#### Requests:
[1] In the mod_jk sticky sessions email, what does the writer use to disable route X?
[2] Extend the mod_jk sticky sessions email by writing what comes after its last sentence.

#### Selected text:
--*--
2014-07-18 Thread Rainer Jung

Hi Chris,

late answer but at least an answer. See below.

On 17.06.2014 16:43, Christopher Schultz wrote:

-BEGIN PGP SIGNED MESSAGE-
Hash: SHA256

All,

I've been using sticky sessions with mod_jk and I can see that there
is a bit of a problem when attempting to take a backend Tomcat server
out of load-balanced rotation: a user who never (or rarely) restarts
their web browser will keep the same JSESSIONID cookie forever and
therefore end up with the same backend server whether it has been
disabled or not.

Quick series of events:

1. User visits load-balancer and gets a randomly-assigned backend
server/route. We'll call this route X. The JSESSIONID cookie set by
the backend server is therefore foo.X.

2. User's requests are routed by mod_jk to route X.

3. Route X is disabled using mod_jk's status worker

4. User's session on server X expires.

[Technically, 3 and 4 can happen in either order]

5. User makes a new request to the load-balancer, and mod_jk sees the
JSESSIONID cookie still set to foo.X. mod_jk sends the request to
route X which allows the user to login, etc.

Thus, it takes more time than necessary to bleed all the traffic from
route X for maintenance, etc.

Is there a way for mod_jk to ask route X if the session is *still*
valid? It seems that mod_jk will not re-route a request that looks
like it's got a valid session id to a new (active) backend server
unless the backend server X is actually down.

Any ideas?
--*--
#### Supplied data:
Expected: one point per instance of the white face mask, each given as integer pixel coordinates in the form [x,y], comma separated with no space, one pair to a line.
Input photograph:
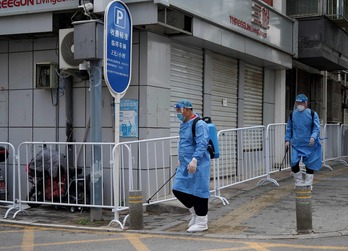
--*--
#### Responses to the tasks:
[1] Route X is disabled using mod_jk's status worker.

[2]
Not exactly what you want, but you can build something around it:

1) Switch off stickyness for specific URLs

If you know that users will come via specific URLs, like a login page, 
and you want that page to be handled non-sticky to ptimize load 
balancing even if users have an old cookie, you can do that by setting 
the Apache envvar JK_STICKY_IGNORE. Look for JK_STICKY_IGNORE on:


http://tomcat.apache.org/connectors-doc/reference/apache.html

2) Improve handling of sessions for node with activation disabled

If you switch a node to activation disabled, mod_jk will not send 
requests there, that have no session id (and of course also not when the 
session route points to another node). But the old cookie requests might 
still go there. For that you can use the feature, that mod_jk forwards 
the activation state to the Tomcat node. The node can then decide on 
itself, whether it will handle a request coming in with an invalid 
session id, or for example clears the session cookie and does a 
self-referential redirect, which then by mod_jk is balanced on the fully 
enabled nodes. This logic can be put into a servlet filter. You have to 
be careful though to not produce redirecting cycles, e.g. in case of 
errors or all other nodes are down. You could add the name of the first 
node the the URL as a query param, and if you see it a second time, then 
do not redirect again.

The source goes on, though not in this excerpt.